# Excerpt to read
|---|
The noble Lord, Lord Redesdale, also mentioned access criteria, which are clearly set out. Nationally, 99 per cent of the UK population must be within three miles, and 90 per cent within one mile, of their nearest post office outlet. In deprived urban areas across the UK, 99 per cent of the total population are to be within one mile of their nearest post office outlet. Discussions of the local pattern of support will be a matter for consultation between the concerned parties—Post Office Ltd, local communities and local authorities—which will have to bear the access criteria in mind, ensuring that communities are properly served.

The tender for POCA is open to competition, as it must be under EU regulations, but the Post Office is well placed to bid for the contract. Nevertheless, we must go through an open tendering competition, so that is not a foregone conclusion.

My Lords, ignoring the crocodile tears spilt by the Conservative Opposition today, will my noble friend say something further about the problem confronting the very elderly and the handicapped in the procurement of their pensions and other entitlements? As I understand it, they had previously gone to their local post office or obtained help in that regard. What can my noble friend say about that? Is this not a source of deep concern among elderly and handicapped people?
|---|
# Data extract

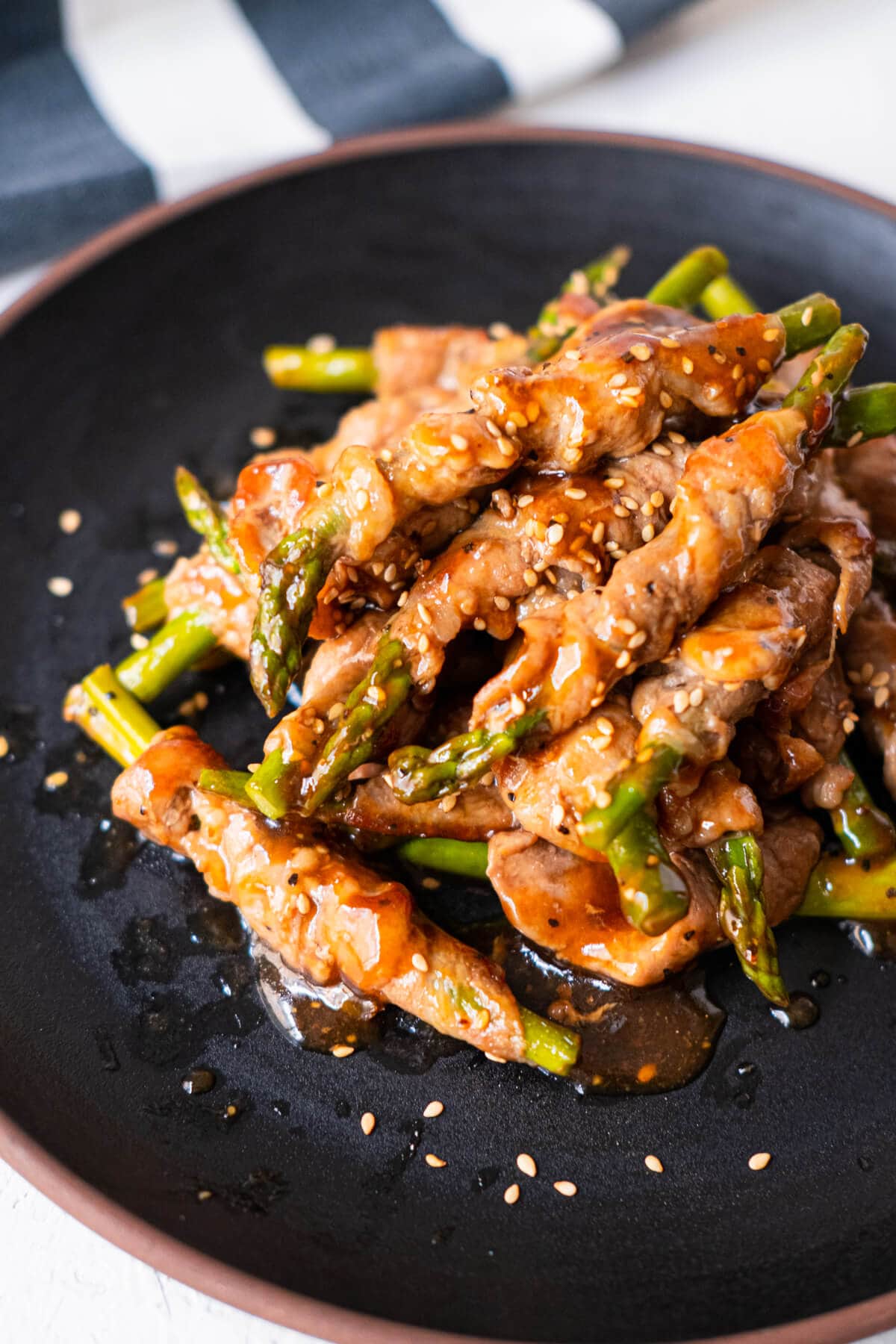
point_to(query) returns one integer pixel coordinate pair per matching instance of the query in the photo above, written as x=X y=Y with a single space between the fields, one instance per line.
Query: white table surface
x=727 y=73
|---|
# Requirement
Carry on the Lords debate on post office services, starting after the question that closes it. The listing has no connection to the Lords debate on post office services.

# Output of the exercise
My Lords, I assure your Lordships that we have borne services to vulnerable people in mind. Most pensioners now receive their pensions through banks. Pensioners will still be able to cash either their benefits or their pensions at post offices. We are ensuring, with the rollout of POCA—which is popular; there is an extensive number of accounts—that pensioners and the vulnerable will have the opportunity to use these services in post offices.

The essential point of the access criteria is that we ensure that vulnerable groups have retained their local post office services. That is the intention, through ensuring that nowhere in the country is not served with a local post office, which is why we are giving a commitment to maintain not merely the commercial post office network, but also the social post office network. Post office branches will increasingly offer a range of services. It has been announced, for example, that the Post Office will be able to offer broadband and internet services. Increasingly, people of all ages use the internet to apply for their driving licences or other services. We will see a rollout of new services in the post office network in the future, which we are keen to support.

My Lords, as a Welshman, I ask roughly how many Welsh post offices the Government envisage being closed under this plan. Was the target figure arrived at after detailed examination of the needs of thousands of communities, balanced against financial considerations, or was it an arbitrary figure picked out of the air to be imposed willy-nilly, irrespective of the sum total of loss and damage?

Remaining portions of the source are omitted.